### Data records:
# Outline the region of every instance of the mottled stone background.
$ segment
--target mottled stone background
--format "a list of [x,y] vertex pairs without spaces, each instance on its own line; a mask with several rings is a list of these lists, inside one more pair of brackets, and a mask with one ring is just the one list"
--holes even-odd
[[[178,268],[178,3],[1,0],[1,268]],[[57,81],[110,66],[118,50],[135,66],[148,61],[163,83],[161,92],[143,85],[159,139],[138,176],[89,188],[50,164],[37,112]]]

* * *

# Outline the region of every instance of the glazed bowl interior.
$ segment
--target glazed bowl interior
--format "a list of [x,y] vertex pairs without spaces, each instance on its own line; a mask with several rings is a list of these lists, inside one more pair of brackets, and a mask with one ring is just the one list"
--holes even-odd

### Written problem:
Repeat the lines word for word, beginning with the line that contains "# Outline the region of every instance of the mottled" and ending after the line that contains "--target mottled stone background".

### Solution for this task:
# Outline the region of every instance of the mottled stone background.
$ segment
--target mottled stone background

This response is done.